Extracted records

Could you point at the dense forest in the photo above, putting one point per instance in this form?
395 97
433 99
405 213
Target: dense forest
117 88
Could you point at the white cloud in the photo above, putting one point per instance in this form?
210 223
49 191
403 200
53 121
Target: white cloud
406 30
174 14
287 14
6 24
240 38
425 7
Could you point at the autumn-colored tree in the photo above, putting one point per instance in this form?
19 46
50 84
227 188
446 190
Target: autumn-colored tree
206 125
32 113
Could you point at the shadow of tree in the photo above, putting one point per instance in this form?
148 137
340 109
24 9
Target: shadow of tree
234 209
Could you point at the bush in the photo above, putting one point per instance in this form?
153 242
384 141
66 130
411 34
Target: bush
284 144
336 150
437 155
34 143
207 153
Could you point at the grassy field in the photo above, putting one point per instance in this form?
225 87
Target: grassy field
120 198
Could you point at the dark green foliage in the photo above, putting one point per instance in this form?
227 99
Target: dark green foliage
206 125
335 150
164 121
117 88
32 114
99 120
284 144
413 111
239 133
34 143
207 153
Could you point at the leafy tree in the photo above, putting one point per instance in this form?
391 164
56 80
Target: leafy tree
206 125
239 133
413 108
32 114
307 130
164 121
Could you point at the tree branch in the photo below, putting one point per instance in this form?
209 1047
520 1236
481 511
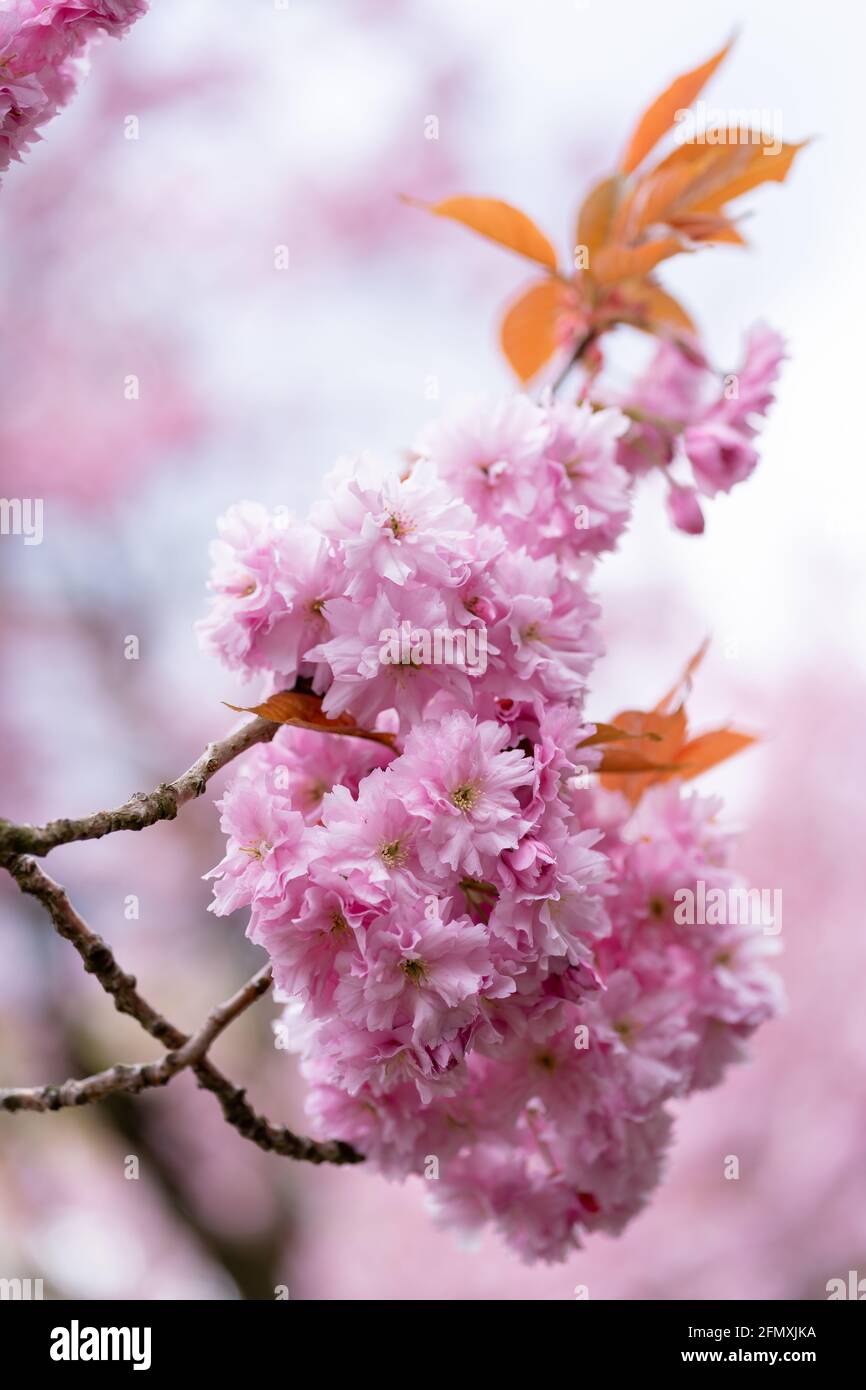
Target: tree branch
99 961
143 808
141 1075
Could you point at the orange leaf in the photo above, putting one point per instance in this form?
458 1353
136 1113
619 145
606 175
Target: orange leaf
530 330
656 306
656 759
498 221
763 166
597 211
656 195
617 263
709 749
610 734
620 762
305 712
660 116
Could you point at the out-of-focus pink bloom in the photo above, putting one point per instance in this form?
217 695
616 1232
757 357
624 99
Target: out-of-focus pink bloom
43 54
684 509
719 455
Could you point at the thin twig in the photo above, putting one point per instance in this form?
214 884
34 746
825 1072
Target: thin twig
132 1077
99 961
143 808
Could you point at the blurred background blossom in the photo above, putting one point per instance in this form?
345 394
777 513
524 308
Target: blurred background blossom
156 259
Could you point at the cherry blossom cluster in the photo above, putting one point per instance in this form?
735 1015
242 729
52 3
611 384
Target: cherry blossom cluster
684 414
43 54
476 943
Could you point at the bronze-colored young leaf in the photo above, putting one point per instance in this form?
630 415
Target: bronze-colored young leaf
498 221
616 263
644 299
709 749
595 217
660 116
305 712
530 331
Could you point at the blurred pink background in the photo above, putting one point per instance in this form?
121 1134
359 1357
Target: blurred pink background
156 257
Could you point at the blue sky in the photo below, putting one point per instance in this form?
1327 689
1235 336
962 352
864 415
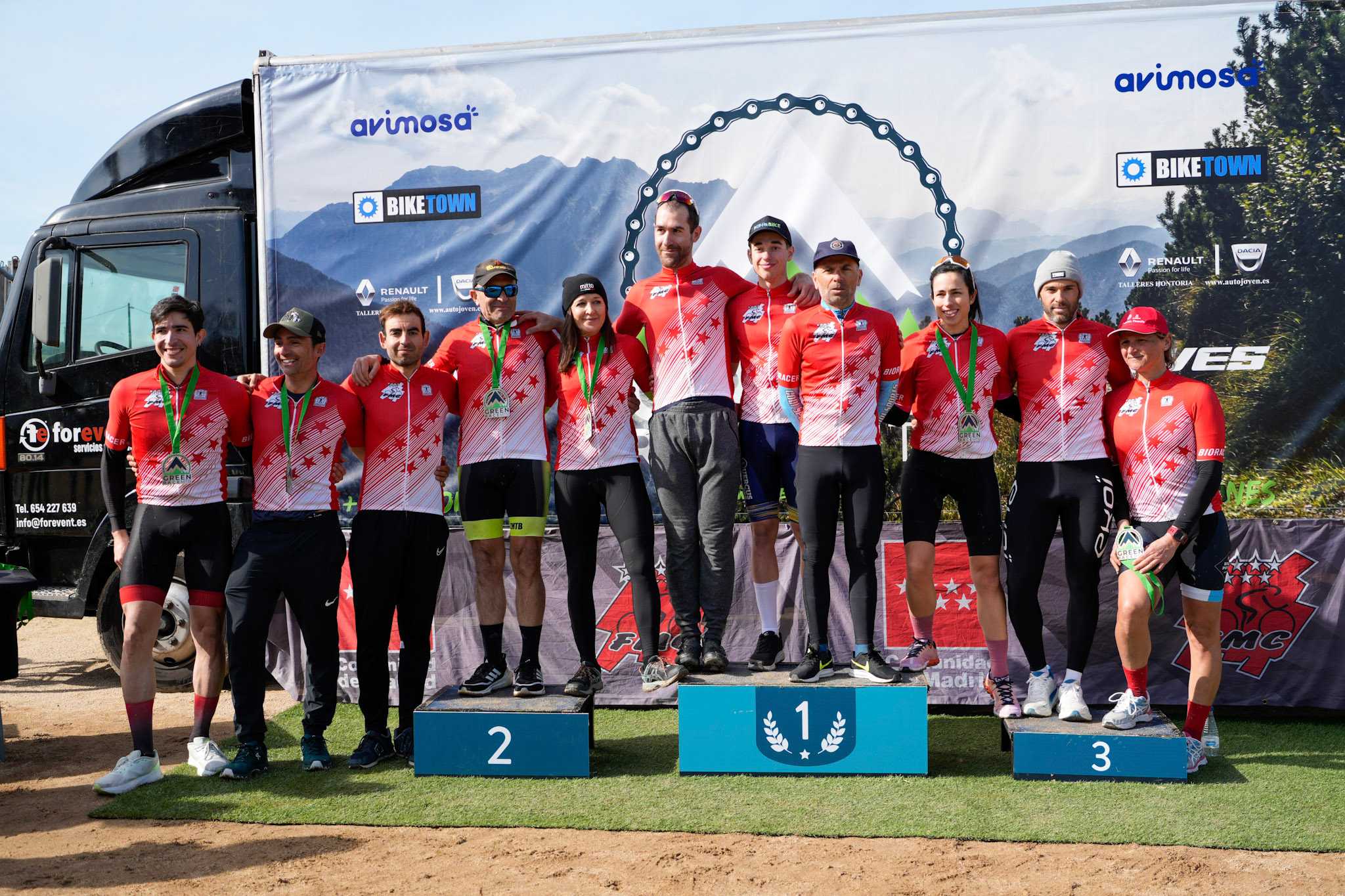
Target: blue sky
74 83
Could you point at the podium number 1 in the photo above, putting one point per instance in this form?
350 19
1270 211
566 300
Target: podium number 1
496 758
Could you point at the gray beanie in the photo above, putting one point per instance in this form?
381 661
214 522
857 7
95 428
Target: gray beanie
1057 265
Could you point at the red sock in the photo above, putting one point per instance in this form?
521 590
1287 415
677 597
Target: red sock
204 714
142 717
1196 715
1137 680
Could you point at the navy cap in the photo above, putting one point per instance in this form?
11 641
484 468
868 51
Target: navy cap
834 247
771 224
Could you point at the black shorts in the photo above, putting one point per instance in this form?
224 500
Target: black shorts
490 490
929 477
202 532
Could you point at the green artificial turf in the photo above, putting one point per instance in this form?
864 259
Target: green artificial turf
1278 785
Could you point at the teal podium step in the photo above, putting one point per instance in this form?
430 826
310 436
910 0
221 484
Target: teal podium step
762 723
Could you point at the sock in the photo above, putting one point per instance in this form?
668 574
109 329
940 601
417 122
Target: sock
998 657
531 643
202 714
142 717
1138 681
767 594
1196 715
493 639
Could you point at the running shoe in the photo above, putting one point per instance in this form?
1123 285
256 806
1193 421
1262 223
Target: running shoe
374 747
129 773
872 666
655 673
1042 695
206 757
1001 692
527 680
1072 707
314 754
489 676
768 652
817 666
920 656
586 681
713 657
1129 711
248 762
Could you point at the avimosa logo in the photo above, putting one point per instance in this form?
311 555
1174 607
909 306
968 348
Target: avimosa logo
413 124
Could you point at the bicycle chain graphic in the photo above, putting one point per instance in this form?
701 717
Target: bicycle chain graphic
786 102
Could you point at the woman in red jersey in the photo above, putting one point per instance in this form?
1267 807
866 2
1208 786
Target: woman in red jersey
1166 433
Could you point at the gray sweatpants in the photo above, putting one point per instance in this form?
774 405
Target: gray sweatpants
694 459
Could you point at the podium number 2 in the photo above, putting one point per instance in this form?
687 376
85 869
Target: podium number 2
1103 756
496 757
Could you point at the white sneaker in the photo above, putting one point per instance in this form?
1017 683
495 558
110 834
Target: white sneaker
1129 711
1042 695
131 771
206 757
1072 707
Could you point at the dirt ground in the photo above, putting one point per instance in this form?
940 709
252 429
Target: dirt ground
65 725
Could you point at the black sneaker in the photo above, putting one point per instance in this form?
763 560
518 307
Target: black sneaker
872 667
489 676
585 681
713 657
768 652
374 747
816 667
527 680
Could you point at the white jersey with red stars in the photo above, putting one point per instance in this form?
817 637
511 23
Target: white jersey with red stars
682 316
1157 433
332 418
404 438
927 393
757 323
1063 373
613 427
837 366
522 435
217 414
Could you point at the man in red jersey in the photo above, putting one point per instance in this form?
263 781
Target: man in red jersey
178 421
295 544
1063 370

Work required: Pictures are not part of the copy; transcribe the rest of the data verbatim.

Answer to this exercise:
Could you point at the dense forest in the photo above, putting one point per instance in this form?
395 97
433 99
405 213
Target: dense forest
117 88
Could you point at the white cloud in the photo above, putting one point per instance in this form?
210 223
49 191
403 200
53 121
Target: white cloud
406 30
174 14
287 14
6 24
240 38
425 7
Could you point at the autumn-colored tree in the photo above, putting one point per instance in this form?
19 46
50 84
227 188
446 190
Target: autumn-colored tree
206 125
32 113
Could you point at the shadow of tree in the photo above, putting one point per instance in this form?
148 137
340 109
24 9
Target: shadow of tree
234 209
Could you point at the bush in the photo above, putting one point per instance in this form?
153 242
384 141
66 130
411 34
Target: bush
284 144
336 150
437 155
34 143
207 153
Could you point at the grassy field in the photo above, putting one point per instance in this form?
225 87
Target: grassy field
120 198
Could you point at the dark green foliage in the photo above, putting one point per instance in this form?
227 99
Target: dark green foliage
206 125
335 150
164 121
117 88
32 114
99 120
284 144
413 111
239 133
34 143
207 153
Could you point at the leafy tree in the photo above, putting one point per instance in this form?
391 164
56 80
Target: leafy tree
206 125
239 133
413 108
32 114
307 130
164 121
Could you point at the tree branch in the photo below, putting one point per instance in this form?
209 1047
520 1236
481 511
Target: tree branch
99 961
143 808
141 1075
Could you point at the orange leaf in the photo above, putting one point per instance in this form?
458 1353
136 1113
619 145
606 175
Target: orange leaf
530 330
656 306
656 759
498 221
763 166
597 211
656 195
617 263
709 749
610 734
620 762
305 712
660 116
Could you point at the out-of-focus pink bloom in the photo above, putting one point per instance in this form?
217 695
616 1232
757 357
624 99
Target: out-of-focus pink bloom
43 54
684 509
719 455
Could you point at the thin twig in the photo above, putting one point per instance in this form?
214 884
34 746
825 1072
Target: thin twig
132 1077
99 961
143 808
Could you point at the blurred background blossom in the photo above, putting one point per instance in this form?
345 394
777 513
524 308
Target: blurred background blossom
156 259
Could you point at the cherry blossom cluster in the photo above, putting one point per instance in this form?
735 1015
242 729
52 3
611 384
Target: cherry blossom cluster
684 414
43 54
476 943
Could you point at the bronze-colored young leaf in the photo above, putting one point per instance in this form?
630 415
Target: bronze-colored young leaf
498 221
616 263
644 299
709 749
595 217
660 116
305 712
530 331
Could you point at the blurred pink background in the photo above, putting one point per instance in this form?
121 1134
359 1357
Target: blurred pink background
156 257
Could you point at the blue sky in the photo below, putting one point per instance in this form?
1327 689
1235 336
962 352
864 415
Target: blue sky
74 83
Could you point at the podium number 1 in the photo above, putting one point per instance in this form?
350 19
1270 211
566 300
Target: podium number 1
496 758
Could you point at the gray beanie in the photo above, putting one point per instance in this form?
381 661
214 522
857 7
95 428
Target: gray beanie
1057 265
Could you point at the red sock in the photo above, putting one point per instance in this form?
521 590
1287 415
677 597
Target: red sock
204 714
142 717
1196 715
1137 680
Could you point at the navy cap in the photo above, putting one point per instance in this form?
11 641
484 468
868 51
Target: navy cap
834 247
771 224
Could you point at the black shorts in the photo above, putting one point per instance in this form?
224 500
Target: black shorts
490 490
929 477
202 532
Could you point at the green artificial turf in the photo above, putting one point per instance in this form?
864 259
Target: green artificial turf
1278 785
Could you point at the teal podium step in the photo above, putting one point per instance in this form?
430 826
310 436
910 0
221 484
Target: teal podium step
762 723
Could you point at the sock in the photo above, putting one point per instance in this form?
668 574
109 329
940 601
417 122
Target: sock
998 657
531 643
202 714
142 717
1138 681
767 594
1196 715
493 639
Could you point at the running shoe in the photo above, putting one point per instance in this form?
1123 285
256 806
1193 421
1262 223
Target: running shoe
374 747
129 773
872 666
655 673
1042 695
206 757
1001 692
527 680
1072 707
314 754
489 676
768 652
817 666
920 656
586 681
713 657
1129 711
248 762
Could you point at the avimosa logo in the photo above, putting one point per instance in this form?
311 555
1174 607
909 306
968 348
Target: avimosa logo
413 124
Could you point at the bicycle chain graphic in the photo above, putting one point per instance in this form?
701 717
Target: bicycle chain graphic
786 102
Could you point at the woman in red jersey in the photo above, putting one point per instance in this form?
1267 807
866 2
1208 786
Target: woman in red jersey
1166 433
Could you point at the gray sweatpants in the photo above, putting one point per instance in this form?
774 405
Target: gray sweatpants
694 459
Could you point at the podium number 2 in the photo above, putting one point per instance in this form?
687 376
85 869
Target: podium number 2
1103 756
496 757
Could you point at the white sneaker in the photo above, putting one point per instance in this form?
1017 683
495 558
110 834
Target: white sneaker
1129 711
1042 695
131 771
206 757
1072 707
Could you point at the dirt ground in the photo above, putting one point per instance in this form?
940 709
252 429
Target: dirt ground
65 725
Could you point at the black sneaker in the photo above, putting one point per instance in this form?
763 560
518 307
Target: black sneaker
872 667
489 676
585 681
713 657
768 652
374 747
816 667
527 680
Could you point at the white jersey with red stars in the photo above, putting one point per instance in this form?
817 637
511 23
Target: white jersey with red stars
682 316
1157 433
332 418
404 438
927 393
757 323
1063 373
613 427
837 366
522 435
217 414
Could you point at the man in red jersey in the photo above, putting one point per instance in this form?
263 781
Target: man in red jersey
178 421
295 544
1063 370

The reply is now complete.